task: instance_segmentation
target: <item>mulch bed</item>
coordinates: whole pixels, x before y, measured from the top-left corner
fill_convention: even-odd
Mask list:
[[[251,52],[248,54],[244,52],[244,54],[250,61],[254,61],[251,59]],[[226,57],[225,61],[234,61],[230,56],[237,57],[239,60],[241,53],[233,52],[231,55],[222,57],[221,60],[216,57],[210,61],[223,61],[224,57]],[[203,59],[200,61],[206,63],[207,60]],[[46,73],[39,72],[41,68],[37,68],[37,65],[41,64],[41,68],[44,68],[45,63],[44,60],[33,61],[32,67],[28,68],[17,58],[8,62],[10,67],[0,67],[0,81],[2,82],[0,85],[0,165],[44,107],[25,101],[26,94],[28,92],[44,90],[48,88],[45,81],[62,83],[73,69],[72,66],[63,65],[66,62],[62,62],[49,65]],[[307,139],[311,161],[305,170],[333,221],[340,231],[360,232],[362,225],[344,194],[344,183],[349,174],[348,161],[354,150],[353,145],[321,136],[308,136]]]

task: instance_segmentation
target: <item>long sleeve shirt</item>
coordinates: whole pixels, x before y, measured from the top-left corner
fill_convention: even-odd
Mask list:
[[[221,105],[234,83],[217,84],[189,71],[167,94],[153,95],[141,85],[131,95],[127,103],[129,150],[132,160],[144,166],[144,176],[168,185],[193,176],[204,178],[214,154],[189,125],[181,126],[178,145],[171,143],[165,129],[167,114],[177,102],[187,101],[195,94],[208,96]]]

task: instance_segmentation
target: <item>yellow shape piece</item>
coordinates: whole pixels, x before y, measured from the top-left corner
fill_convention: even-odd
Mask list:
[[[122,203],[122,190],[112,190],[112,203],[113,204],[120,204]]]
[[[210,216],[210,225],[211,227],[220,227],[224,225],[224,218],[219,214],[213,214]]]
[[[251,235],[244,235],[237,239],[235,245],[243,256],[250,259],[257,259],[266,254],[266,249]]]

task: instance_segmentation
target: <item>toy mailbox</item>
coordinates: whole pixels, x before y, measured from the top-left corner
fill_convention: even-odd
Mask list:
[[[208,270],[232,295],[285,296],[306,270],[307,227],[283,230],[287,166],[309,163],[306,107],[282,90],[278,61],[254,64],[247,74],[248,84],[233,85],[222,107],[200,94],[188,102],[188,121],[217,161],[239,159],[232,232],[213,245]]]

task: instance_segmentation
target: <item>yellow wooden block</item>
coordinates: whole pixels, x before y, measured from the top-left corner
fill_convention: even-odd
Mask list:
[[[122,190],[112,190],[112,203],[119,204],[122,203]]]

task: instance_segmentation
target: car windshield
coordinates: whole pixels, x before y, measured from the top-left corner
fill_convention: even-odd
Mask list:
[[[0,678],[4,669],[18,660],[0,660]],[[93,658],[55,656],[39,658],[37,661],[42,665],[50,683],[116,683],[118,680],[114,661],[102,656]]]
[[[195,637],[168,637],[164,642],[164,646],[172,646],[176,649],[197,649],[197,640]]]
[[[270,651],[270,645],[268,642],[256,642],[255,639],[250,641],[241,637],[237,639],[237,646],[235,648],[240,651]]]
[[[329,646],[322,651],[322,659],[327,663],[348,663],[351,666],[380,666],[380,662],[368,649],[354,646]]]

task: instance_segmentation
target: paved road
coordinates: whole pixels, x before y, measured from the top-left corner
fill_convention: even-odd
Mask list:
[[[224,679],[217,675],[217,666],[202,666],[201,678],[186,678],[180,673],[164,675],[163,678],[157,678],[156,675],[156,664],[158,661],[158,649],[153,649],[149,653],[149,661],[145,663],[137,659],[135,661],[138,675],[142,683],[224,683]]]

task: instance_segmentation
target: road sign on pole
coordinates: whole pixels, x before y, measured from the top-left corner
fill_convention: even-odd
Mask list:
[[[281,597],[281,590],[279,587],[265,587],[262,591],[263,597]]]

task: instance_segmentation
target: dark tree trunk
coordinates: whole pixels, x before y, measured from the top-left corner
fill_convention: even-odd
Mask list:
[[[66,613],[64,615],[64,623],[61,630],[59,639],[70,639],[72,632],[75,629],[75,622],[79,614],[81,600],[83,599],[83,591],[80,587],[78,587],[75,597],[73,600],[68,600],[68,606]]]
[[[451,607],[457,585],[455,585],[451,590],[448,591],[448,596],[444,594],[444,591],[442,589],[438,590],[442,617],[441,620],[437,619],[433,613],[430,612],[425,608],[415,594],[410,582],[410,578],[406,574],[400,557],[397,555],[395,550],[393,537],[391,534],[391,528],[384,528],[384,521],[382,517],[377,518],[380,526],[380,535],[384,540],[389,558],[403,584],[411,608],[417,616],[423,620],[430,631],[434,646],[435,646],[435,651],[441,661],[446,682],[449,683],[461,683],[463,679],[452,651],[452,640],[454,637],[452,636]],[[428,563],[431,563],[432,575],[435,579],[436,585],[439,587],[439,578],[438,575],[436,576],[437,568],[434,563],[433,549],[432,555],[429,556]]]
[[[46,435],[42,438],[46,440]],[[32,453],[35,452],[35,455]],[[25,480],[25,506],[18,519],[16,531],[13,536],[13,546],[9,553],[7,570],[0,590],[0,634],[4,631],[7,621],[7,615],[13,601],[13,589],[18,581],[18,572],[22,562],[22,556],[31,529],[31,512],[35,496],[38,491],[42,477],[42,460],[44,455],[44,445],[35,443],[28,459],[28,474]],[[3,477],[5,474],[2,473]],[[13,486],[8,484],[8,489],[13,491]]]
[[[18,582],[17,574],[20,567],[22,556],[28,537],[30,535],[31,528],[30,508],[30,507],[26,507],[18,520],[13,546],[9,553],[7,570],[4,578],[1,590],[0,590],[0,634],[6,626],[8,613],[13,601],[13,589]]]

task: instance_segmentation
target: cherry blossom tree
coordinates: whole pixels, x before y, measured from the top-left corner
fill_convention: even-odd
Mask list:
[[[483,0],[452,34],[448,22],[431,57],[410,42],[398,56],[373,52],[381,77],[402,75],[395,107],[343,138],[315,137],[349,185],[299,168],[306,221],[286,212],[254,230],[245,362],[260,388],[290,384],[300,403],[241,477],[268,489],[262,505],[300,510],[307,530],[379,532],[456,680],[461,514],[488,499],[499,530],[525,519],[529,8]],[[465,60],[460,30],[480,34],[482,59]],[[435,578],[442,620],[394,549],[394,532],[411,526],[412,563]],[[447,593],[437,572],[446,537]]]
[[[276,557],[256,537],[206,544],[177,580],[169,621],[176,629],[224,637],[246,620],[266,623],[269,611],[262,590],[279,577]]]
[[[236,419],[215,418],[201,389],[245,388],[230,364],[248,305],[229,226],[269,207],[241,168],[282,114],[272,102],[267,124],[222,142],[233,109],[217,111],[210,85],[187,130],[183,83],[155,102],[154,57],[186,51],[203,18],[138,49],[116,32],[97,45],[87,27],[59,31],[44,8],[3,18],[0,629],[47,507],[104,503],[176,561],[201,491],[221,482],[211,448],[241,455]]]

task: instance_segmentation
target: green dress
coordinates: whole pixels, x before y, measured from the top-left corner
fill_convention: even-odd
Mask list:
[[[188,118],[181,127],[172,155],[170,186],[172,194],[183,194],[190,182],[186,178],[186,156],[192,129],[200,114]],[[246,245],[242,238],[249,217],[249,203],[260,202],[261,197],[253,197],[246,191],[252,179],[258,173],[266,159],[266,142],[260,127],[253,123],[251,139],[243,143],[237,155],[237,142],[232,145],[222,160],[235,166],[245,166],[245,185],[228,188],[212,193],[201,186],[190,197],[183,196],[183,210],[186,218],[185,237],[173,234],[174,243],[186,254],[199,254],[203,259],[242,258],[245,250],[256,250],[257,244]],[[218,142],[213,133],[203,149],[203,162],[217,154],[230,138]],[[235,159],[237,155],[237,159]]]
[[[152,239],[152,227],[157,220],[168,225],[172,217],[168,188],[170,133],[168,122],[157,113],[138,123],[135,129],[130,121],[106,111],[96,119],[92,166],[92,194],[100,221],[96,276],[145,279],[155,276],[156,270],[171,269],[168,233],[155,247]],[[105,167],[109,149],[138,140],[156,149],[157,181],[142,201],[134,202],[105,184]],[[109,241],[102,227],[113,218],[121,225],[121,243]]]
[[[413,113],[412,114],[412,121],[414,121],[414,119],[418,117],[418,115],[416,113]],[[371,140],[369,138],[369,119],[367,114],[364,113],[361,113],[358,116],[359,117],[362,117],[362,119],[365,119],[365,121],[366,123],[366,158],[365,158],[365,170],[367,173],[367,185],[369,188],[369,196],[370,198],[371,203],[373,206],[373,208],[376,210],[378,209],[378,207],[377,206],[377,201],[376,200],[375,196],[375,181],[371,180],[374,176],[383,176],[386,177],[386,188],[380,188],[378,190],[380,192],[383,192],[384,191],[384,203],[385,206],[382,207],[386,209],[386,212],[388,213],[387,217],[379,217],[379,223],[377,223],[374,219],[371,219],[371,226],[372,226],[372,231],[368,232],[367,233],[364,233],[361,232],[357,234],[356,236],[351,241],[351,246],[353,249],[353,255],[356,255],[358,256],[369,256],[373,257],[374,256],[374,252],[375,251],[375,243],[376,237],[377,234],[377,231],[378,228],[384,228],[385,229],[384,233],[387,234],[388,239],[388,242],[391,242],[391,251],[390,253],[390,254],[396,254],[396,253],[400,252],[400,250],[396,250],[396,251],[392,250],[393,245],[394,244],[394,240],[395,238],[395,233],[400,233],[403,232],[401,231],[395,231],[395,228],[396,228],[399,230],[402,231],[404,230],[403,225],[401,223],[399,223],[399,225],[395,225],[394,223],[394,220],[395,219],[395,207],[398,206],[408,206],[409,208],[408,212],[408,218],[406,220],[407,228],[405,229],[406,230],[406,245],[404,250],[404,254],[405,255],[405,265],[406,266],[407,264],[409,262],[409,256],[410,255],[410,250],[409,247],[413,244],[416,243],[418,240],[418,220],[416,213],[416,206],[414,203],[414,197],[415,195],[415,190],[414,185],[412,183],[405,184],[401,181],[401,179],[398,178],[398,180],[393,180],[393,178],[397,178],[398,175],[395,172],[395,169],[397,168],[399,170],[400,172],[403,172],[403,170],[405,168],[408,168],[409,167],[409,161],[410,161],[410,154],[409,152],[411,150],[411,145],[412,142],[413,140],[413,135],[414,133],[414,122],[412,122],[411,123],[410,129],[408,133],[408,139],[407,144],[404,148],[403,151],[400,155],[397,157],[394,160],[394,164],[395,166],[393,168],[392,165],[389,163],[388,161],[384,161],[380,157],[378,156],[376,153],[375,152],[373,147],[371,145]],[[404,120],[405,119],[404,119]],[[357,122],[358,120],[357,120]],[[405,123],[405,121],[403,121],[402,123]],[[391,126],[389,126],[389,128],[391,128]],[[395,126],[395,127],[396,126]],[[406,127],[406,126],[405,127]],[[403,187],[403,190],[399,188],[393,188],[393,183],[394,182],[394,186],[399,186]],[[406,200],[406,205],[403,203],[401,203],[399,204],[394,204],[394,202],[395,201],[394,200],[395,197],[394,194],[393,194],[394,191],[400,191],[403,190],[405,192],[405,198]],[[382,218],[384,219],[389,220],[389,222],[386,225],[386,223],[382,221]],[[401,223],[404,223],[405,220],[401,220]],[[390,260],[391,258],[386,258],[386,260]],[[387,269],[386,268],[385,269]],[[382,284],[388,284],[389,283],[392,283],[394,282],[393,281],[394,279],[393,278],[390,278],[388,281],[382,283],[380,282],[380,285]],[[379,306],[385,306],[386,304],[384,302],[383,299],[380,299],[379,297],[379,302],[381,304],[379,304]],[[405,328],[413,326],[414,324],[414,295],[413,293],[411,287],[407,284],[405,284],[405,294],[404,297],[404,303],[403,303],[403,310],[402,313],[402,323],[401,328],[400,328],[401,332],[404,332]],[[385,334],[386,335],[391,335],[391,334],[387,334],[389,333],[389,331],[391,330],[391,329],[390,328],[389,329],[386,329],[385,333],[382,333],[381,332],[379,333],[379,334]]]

———

How many lines in the rows above contain the string "tree"? Reply with the number alone.

2